◆ Exercices
1 > Traduisez en anglais cette phrase du texte sur le verre au plomb : « Au moyen âge, les Juifs se livraient, surtout en Italie, à une sorte d’industrie clandestine consistant à imiter les pierres précieuses naturelles. »
2 > Poursuivez le texte sur l’origine du verre au plomb à partir de sa dernière phrase.

◆ Texte cité
"""

Eraclius, dans son traité : Quomodo pingitur in vitro, parle du verre de plomb, qu’il appelle le verre juif (plumbum vitrum, judœum scilicet). Au moyen âge, les Juifs se livraient, surtout en Italie, à une sorte d’industrie clandestine consistant à imiter les pierres précieuses naturelles. Certains auteurs ont conclu de là qu’il faut accorder aux Juifs l’invention des verres à base de plomb. Mais M. H. de Fontenay, en analysant le verre hématin, d’une origine différente et beaucoup plus ancienne, a constaté que ce verre renferme aussi beaucoup de plomb ; d’un autre côté, Pline insiste sur ce fait qu’il était très difficile de distinguer les pierres vraies d’avec les fausses que l’on fabriquait à Rome en grande quantité ; ces dernières, ajoute-t-il, étaient plus tendres : ces imitations ne pouvaient guère être faites qu’en ajoutant à la composition de grandes quantités de plomb.

"""

◆ Jeu de données
"""

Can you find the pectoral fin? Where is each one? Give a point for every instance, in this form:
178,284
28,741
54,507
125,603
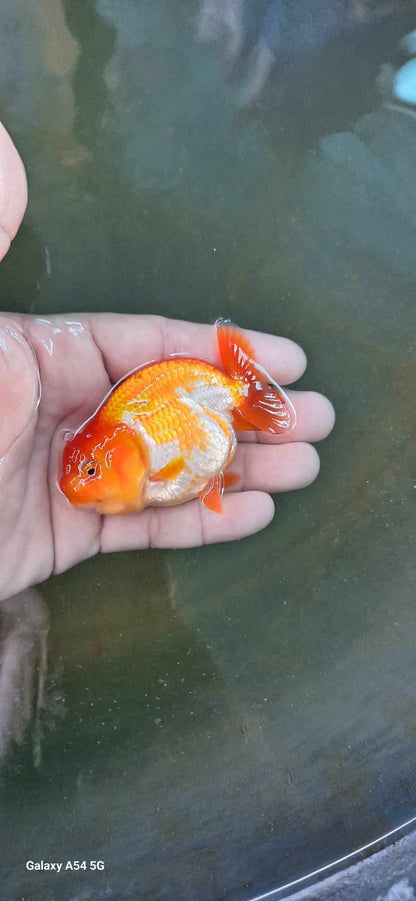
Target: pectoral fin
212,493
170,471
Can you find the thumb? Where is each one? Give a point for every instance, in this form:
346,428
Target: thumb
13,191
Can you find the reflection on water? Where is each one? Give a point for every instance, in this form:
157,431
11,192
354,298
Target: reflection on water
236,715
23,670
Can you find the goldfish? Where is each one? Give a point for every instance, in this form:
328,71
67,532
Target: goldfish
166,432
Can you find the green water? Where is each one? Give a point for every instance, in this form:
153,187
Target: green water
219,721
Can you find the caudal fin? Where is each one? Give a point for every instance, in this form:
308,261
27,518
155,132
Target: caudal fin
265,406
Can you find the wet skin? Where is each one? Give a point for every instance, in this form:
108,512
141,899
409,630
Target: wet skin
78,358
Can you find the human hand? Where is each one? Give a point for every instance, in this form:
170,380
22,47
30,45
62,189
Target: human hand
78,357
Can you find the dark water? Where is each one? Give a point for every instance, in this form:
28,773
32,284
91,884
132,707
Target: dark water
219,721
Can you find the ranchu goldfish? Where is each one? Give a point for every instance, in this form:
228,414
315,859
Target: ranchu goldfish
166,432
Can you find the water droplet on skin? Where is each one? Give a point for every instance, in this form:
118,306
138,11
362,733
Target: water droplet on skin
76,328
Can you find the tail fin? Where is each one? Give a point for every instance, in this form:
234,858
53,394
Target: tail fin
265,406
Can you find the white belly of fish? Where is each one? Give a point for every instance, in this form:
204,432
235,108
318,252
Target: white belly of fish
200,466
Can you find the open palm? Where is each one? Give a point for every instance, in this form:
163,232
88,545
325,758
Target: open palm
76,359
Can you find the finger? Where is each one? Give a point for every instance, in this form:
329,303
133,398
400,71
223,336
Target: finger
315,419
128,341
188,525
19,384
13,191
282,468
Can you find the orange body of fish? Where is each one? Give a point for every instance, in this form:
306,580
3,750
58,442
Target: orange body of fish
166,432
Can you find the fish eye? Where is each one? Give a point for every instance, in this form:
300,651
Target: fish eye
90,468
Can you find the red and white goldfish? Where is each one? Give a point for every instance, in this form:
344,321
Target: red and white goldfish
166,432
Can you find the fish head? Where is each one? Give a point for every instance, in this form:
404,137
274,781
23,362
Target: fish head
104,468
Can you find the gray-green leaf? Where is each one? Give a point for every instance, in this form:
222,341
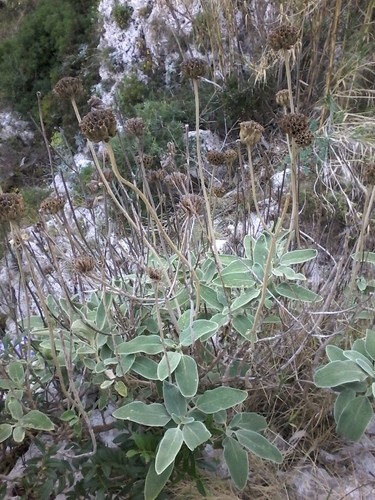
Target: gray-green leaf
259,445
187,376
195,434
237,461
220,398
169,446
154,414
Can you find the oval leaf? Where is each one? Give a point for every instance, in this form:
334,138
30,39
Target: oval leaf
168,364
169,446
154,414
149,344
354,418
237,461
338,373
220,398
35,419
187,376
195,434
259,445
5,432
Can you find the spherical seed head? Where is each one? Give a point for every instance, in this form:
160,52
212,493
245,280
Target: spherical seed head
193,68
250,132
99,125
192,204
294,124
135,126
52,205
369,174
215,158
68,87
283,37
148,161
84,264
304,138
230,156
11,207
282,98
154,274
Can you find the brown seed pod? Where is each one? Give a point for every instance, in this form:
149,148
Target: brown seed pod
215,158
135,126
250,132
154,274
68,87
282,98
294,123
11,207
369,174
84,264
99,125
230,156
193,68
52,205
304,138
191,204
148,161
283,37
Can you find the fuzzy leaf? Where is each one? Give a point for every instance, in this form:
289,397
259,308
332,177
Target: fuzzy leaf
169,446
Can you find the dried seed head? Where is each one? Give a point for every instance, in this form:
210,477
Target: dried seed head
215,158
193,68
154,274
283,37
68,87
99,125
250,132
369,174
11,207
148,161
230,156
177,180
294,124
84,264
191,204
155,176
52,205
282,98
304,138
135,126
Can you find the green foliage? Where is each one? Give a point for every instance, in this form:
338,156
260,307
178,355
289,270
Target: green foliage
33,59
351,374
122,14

"""
"""

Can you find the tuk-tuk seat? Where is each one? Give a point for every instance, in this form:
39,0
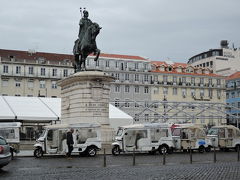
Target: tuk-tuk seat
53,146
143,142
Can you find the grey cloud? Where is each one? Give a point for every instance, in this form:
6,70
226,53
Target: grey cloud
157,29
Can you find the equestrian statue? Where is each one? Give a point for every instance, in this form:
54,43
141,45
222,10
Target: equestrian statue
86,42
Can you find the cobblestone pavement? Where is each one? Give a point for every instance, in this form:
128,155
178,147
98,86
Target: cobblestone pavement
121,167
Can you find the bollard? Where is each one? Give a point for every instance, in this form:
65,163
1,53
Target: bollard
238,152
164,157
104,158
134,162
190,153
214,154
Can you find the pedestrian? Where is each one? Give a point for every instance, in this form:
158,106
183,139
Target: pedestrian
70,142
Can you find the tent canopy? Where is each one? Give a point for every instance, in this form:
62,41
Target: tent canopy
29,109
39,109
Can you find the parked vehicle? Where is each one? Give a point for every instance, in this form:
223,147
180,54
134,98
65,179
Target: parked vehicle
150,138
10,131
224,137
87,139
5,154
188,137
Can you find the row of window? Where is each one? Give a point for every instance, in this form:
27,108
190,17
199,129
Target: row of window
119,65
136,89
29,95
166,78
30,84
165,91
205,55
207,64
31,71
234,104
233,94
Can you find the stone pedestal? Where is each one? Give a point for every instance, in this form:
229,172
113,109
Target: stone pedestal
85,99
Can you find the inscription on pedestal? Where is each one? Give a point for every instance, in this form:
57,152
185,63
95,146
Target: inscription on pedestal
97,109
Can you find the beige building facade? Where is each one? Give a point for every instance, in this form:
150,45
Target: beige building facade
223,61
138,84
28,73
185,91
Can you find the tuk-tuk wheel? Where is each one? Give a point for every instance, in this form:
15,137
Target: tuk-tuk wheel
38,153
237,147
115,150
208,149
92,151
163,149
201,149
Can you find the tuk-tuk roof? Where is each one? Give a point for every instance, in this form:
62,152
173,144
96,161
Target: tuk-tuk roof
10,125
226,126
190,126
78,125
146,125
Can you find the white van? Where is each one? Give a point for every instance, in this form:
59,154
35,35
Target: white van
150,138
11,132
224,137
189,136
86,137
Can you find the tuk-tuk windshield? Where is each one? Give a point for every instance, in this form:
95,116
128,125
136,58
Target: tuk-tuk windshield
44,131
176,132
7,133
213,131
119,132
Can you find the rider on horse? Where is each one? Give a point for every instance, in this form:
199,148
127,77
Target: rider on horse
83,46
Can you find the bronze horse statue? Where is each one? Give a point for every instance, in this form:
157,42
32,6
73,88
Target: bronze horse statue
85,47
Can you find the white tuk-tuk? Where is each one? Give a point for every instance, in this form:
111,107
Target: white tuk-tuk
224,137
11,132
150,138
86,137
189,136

"""

◆ Résultats par exercice
1 > In the Middle Ages, the Jews engaged, especially in Italy, in a kind of clandestine industry consisting of imitating natural precious stones.

2 >
Les verreries de la Palestine subsistèrent pendant une très longue période, et Martineau, dans ses voyages, en retrouve encore à Hébron. L’ancienne verrerie juive a beaucoup de rapports avec la verrerie vénitienne ; ce sont les Juifs qui ont apporté cette industrie à Venise ; c’est à eux qu’on doit la conservation de la plupart des procédés de la verrerie des anciens.
Verrerie chez les Grecs du Bas-Empire.
Lorsque Constantin transporta le siège de l’empire à Byzance, il appela les artistes les plus renommés en tous genres et notamment des verriers qui, de Rome, vinrent à Constantinople. Les verriers furent exemptés de tout impôt personnel par une loi du code Théodosien. Au dixième siècle, dans l’énumération des présents envoyés par l’empereur romain Lécapène à Hugues, roi d’Italie, figurent des vases de verre à côté de coupes en agate et en onyx. Des verreries existaient à Thessalonique, en Macédoine et aussi à Alexandrie et en Phénicie. Après la conquête arabe, elles continuèrent à prospérer, et, pendant tout le moyen âge, les établissements d’Orient, arabes ou byzantins, furent seuls en possession de la fabrication des verres de luxe et en particulier des vases dorés et émaillés.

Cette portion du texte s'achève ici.